### DIRECTIONS FOR THIS TASK
An exact transcription of the entries is required, with none of the pictures carried over.
*** Opening of EXTRACTED RECORDS ***
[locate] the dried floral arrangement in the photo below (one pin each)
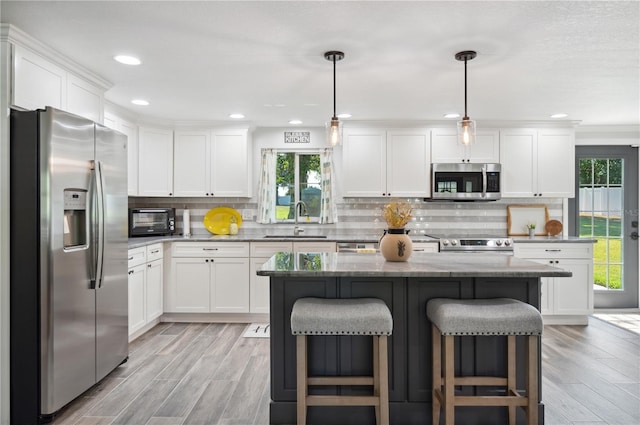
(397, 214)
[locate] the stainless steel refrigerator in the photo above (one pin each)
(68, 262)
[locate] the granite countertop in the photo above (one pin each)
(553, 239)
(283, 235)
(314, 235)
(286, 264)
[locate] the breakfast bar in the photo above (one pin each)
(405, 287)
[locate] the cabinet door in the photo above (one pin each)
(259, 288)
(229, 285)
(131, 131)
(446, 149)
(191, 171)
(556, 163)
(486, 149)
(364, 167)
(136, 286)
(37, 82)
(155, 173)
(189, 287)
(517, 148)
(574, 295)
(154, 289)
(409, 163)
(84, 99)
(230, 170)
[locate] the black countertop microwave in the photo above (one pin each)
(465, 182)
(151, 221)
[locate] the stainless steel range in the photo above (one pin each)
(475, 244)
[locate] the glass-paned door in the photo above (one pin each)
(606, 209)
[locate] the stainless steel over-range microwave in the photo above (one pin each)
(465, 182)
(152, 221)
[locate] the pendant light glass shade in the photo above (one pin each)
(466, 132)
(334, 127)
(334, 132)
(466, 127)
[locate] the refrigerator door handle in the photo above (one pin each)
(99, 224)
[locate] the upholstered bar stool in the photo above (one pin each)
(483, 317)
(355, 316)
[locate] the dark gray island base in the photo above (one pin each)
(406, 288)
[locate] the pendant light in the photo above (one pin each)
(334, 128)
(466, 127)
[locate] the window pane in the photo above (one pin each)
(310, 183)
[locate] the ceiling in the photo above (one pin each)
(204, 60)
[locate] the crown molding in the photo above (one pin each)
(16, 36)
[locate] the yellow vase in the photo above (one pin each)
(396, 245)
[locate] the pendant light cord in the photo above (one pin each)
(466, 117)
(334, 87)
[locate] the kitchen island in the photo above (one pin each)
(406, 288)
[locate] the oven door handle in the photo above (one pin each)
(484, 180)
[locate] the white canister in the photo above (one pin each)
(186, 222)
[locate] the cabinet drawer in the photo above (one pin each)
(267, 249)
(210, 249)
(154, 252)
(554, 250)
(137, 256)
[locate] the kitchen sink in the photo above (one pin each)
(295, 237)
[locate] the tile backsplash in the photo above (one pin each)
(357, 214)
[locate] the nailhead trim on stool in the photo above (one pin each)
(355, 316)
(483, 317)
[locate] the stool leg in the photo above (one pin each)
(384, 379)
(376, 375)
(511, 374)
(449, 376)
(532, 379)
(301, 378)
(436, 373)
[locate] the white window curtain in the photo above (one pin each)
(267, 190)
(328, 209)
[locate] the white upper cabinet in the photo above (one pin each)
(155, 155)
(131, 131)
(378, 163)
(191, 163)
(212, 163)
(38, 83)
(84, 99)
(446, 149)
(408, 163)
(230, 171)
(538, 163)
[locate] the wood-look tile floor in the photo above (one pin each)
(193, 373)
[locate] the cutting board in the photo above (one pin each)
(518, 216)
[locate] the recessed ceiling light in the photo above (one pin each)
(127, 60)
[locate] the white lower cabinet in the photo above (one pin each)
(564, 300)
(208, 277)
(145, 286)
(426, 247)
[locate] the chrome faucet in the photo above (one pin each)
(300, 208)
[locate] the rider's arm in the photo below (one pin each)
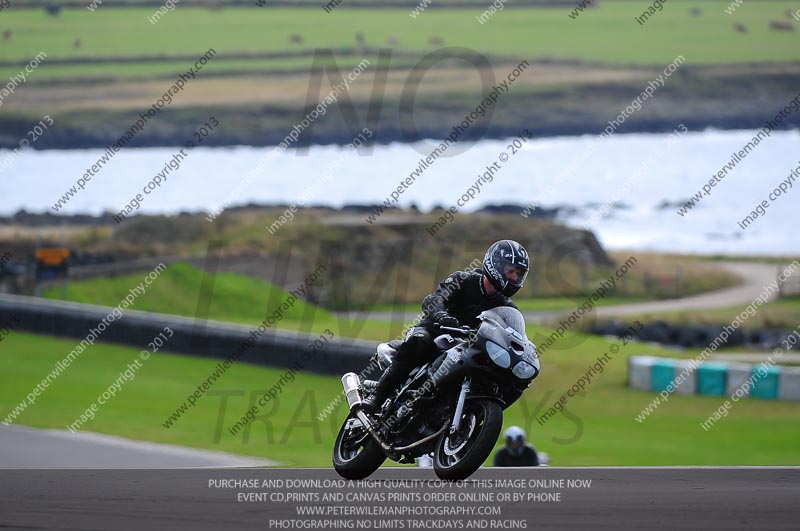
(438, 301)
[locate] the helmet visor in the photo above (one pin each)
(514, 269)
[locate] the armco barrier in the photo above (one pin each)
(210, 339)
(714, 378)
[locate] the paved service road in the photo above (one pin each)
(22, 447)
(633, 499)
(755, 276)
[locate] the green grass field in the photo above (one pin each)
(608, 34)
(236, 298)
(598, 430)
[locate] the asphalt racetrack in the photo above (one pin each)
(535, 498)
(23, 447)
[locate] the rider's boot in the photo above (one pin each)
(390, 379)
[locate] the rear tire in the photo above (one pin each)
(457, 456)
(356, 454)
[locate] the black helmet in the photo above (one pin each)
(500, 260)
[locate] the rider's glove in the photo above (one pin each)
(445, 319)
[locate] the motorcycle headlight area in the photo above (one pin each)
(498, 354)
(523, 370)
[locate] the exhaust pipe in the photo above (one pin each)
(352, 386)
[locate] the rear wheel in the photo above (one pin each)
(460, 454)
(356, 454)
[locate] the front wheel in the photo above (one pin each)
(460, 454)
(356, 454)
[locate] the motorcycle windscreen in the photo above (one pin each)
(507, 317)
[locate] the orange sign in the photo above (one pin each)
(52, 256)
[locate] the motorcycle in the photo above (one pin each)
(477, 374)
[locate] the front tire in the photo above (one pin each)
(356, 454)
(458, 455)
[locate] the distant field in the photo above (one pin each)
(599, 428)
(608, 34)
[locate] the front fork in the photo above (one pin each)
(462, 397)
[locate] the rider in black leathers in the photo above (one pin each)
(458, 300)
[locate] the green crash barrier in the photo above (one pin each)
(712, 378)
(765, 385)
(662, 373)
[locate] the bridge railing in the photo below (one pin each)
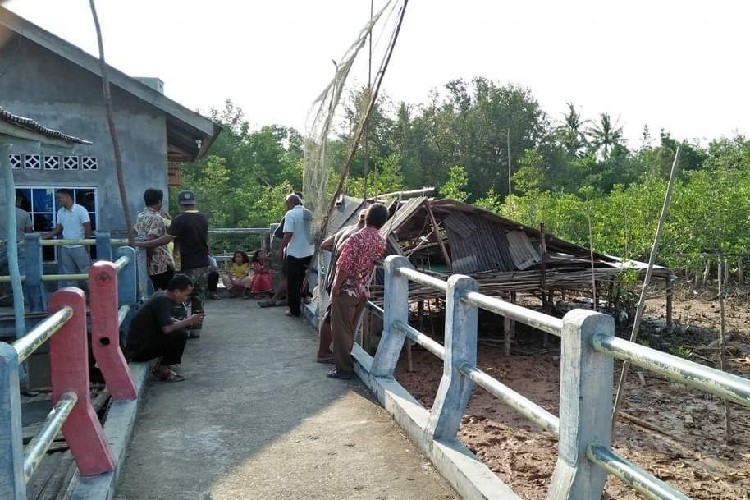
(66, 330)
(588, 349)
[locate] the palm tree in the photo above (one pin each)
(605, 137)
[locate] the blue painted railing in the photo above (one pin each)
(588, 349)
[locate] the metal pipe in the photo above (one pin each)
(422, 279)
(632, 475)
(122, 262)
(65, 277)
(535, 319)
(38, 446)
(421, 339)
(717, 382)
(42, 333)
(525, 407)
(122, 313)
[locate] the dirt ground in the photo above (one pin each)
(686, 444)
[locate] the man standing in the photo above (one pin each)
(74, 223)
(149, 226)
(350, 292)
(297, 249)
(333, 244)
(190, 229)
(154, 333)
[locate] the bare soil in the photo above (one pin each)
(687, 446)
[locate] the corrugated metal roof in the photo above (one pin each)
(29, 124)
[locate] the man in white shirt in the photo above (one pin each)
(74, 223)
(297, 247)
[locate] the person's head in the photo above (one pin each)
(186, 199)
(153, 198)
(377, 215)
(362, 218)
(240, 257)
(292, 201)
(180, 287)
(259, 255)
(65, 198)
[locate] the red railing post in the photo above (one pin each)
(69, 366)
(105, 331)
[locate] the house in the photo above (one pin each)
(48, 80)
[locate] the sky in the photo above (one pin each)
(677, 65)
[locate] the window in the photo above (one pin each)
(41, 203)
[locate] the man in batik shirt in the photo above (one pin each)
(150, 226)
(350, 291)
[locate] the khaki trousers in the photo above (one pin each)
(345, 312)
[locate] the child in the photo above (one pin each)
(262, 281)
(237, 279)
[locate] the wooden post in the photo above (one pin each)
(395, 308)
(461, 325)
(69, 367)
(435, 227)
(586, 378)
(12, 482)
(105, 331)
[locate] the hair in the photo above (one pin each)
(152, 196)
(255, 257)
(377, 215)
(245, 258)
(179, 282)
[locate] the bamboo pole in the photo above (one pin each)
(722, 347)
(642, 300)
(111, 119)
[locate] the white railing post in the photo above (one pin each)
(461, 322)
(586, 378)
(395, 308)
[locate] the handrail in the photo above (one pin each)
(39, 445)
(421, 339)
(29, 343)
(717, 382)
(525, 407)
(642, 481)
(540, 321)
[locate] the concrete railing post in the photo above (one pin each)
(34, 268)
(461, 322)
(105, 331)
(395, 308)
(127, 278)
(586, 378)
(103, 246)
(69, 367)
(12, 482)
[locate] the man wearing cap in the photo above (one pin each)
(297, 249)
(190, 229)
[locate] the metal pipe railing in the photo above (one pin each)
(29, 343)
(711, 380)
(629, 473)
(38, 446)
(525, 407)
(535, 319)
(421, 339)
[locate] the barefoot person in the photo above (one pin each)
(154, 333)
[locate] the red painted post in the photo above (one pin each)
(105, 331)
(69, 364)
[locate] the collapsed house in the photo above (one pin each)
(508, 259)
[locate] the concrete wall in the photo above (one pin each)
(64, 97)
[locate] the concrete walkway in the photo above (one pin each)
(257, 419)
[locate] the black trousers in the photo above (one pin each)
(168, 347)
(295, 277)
*** Close of EXTRACTED RECORDS ***
### FINISHED TASK
[locate] the dried floral arrangement in the photo below (one pin each)
(397, 214)
[locate] the stainless steel refrigerator in the photo above (one pin each)
(68, 262)
[locate] the granite countertop in the photo above (one pin each)
(553, 239)
(283, 235)
(314, 235)
(286, 264)
[locate] the breakfast bar in the photo above (one pin each)
(405, 287)
[locate] the cabinet door in the photo above (one pin each)
(259, 288)
(229, 285)
(131, 131)
(446, 149)
(191, 171)
(556, 163)
(486, 149)
(364, 167)
(136, 286)
(37, 82)
(155, 173)
(189, 287)
(517, 148)
(574, 295)
(154, 289)
(409, 163)
(84, 99)
(230, 170)
[locate] the black countertop microwave in the photo above (one pin each)
(465, 182)
(151, 221)
[locate] the stainless steel range in the photo above (one pin each)
(475, 244)
[locate] the glass-paned door in the photo above (one pin each)
(606, 209)
[locate] the stainless steel over-range microwave in the photo above (one pin each)
(465, 182)
(152, 221)
[locate] the pendant light glass shade in the photo above (one pin each)
(466, 132)
(334, 127)
(334, 132)
(466, 127)
[locate] the refrigerator door handle in the photo above (one pin each)
(99, 224)
[locate] the upholstered bar stool in the photo above (one pin each)
(483, 317)
(355, 316)
[locate] the dark gray island base in the photo above (one pin each)
(406, 288)
[locate] the pendant light in the photo above (one pin each)
(334, 128)
(466, 127)
[locate] the window pane in the photo above (one pin each)
(310, 183)
[locate] the ceiling in the photo above (one pin each)
(204, 60)
[locate] the crown molding in the photo above (one pin each)
(16, 36)
[locate] the yellow vase in the photo above (one pin each)
(396, 245)
[locate] the pendant light cord in the photo above (one pin each)
(466, 117)
(334, 87)
[locate] the kitchen island in the photo above (one pin each)
(406, 288)
[locate] the oven door handle in the photo above (one pin each)
(484, 180)
[locate] the white canister in the photo above (one pin each)
(186, 222)
[locate] the cabinet drawer in the photo above (one pin each)
(267, 249)
(210, 249)
(154, 252)
(554, 250)
(137, 256)
[locate] the kitchen sink in the photo above (one pin each)
(295, 237)
[locate] the tile backsplash in the photo above (one pin each)
(357, 214)
[locate] the nailhead trim on stool in the photo above (one pin each)
(355, 316)
(483, 317)
[locate] the stool leg in the photo above (one pin each)
(384, 379)
(376, 375)
(511, 374)
(449, 376)
(532, 379)
(301, 378)
(436, 373)
[locate] the white window curtain in the photo above (one pin each)
(267, 190)
(328, 209)
[locate] the white upper cabinet in the photo above (one pin each)
(155, 155)
(131, 131)
(378, 163)
(191, 163)
(212, 163)
(38, 83)
(84, 99)
(446, 149)
(408, 163)
(230, 171)
(538, 163)
[locate] the wood-look tile floor in the photo above (one pin each)
(193, 373)
[locate] the cutting board in the photo above (one pin each)
(518, 216)
[locate] the recessed ceiling light in the photo above (one pin each)
(127, 60)
[locate] the white lower cabinet in the photo above (one pin each)
(564, 300)
(208, 277)
(145, 286)
(426, 247)
[locate] the chrome faucet in the photo above (one pin each)
(300, 208)
[locate] the rider's arm in the photo below (one pin each)
(438, 301)
[locate] the helmet visor in the photo above (one pin each)
(514, 269)
[locate] the armco barrier in the photo above (one pin each)
(210, 339)
(714, 378)
[locate] the paved service road in the photo above (one pin each)
(22, 447)
(633, 499)
(755, 276)
[locate] the green grass field in the photo above (one pin each)
(608, 34)
(236, 298)
(598, 430)
[locate] the asphalt racetrack in the photo above (one pin each)
(535, 498)
(23, 447)
[locate] the rider's boot in the photo above (one pin each)
(390, 379)
[locate] the rear tire in the photo above (one pin each)
(457, 456)
(356, 454)
[locate] the black helmet in the photo above (one pin each)
(500, 260)
[locate] the rider's glove in the photo above (one pin each)
(445, 319)
[locate] the motorcycle headlight area in the photo above (one pin each)
(498, 354)
(523, 370)
[locate] the exhaust pipe in the photo above (one pin each)
(352, 386)
[locate] the rear wheel in the photo above (one pin each)
(460, 454)
(356, 454)
[locate] the front wheel in the photo above (one pin each)
(460, 454)
(356, 454)
[locate] the motorcycle windscreen in the photo above (one pin each)
(507, 317)
[locate] the orange sign in the photo above (one pin each)
(52, 256)
[locate] the motorcycle in the photo above (one pin each)
(477, 374)
[locate] the front tire in the photo above (one pin each)
(356, 454)
(458, 455)
[locate] the distant field in the photo above (one pin each)
(599, 428)
(608, 34)
[locate] the front fork in the photo above (one pin each)
(462, 397)
[locate] the rider in black leathers in the photo above (one pin each)
(458, 300)
[locate] the green crash barrier in the photo above (one pin each)
(712, 378)
(765, 385)
(662, 373)
[locate] the bridge railing in the photo below (one pin each)
(66, 330)
(588, 349)
[locate] the palm tree in the photo above (one pin each)
(605, 137)
[locate] the blue painted railing in the photo above (one pin each)
(588, 349)
[locate] the metal pipe in the photo above (one pin each)
(422, 279)
(632, 475)
(122, 262)
(65, 277)
(535, 319)
(38, 446)
(421, 339)
(717, 382)
(42, 333)
(525, 407)
(122, 313)
[locate] the dirt ground in the photo above (one pin each)
(686, 444)
[locate] the man standing in the photo above (one pin each)
(74, 223)
(149, 226)
(350, 292)
(297, 249)
(333, 244)
(190, 229)
(154, 333)
[locate] the bare soil in the photo above (one pin each)
(687, 446)
[locate] the corrugated metal roof in the photo above (one pin each)
(29, 124)
[locate] the man in white shirt in the photo above (one pin each)
(74, 223)
(297, 247)
[locate] the person's head in the photo above (one pin each)
(186, 199)
(153, 198)
(377, 215)
(362, 218)
(240, 257)
(292, 201)
(180, 287)
(259, 255)
(65, 198)
[locate] the red railing post in the photo above (one pin each)
(69, 366)
(105, 331)
[locate] the house in the photo above (one pin each)
(48, 80)
[locate] the sky in the photo above (one pin each)
(677, 65)
[locate] the window in the photo above (one pin each)
(41, 203)
[locate] the man in batik shirt in the photo above (one pin each)
(150, 226)
(350, 291)
[locate] the khaki trousers in the photo above (one pin each)
(345, 312)
[locate] the child in the photo above (one pin each)
(262, 281)
(237, 279)
[locate] the wooden post in the photo above (one pin each)
(395, 308)
(461, 325)
(69, 367)
(435, 227)
(586, 378)
(12, 482)
(105, 331)
[locate] the hair in the photo above (one pin each)
(152, 196)
(255, 257)
(377, 215)
(245, 258)
(179, 282)
[locate] the bamboo pole in the photo above (one pin each)
(722, 347)
(642, 300)
(111, 119)
[locate] the white railing post in the photo above (one pin each)
(461, 322)
(586, 378)
(395, 308)
[locate] the handrail in the photo above (one pin each)
(39, 445)
(421, 339)
(29, 343)
(717, 382)
(525, 407)
(642, 481)
(540, 321)
[locate] the concrete railing post in the photo above (one pin each)
(34, 268)
(461, 322)
(105, 331)
(395, 308)
(127, 278)
(586, 378)
(103, 246)
(69, 367)
(12, 482)
[locate] the man wearing cap in the photo above (one pin each)
(297, 249)
(190, 229)
[locate] the metal pipe railing in the photo above (one pin each)
(29, 343)
(711, 380)
(629, 473)
(38, 446)
(525, 407)
(535, 319)
(421, 339)
[locate] the barefoot person in the photo above (one pin each)
(154, 333)
[locate] the red painted post in the photo above (one pin each)
(105, 331)
(69, 364)
[locate] the collapsed house in the photo above (one pin each)
(508, 259)
[locate] the concrete wall in the photo above (one pin each)
(64, 97)
[locate] the concrete walkway in the photo above (one pin each)
(257, 419)
[locate] the black trousers in the photo above (one pin each)
(168, 347)
(295, 277)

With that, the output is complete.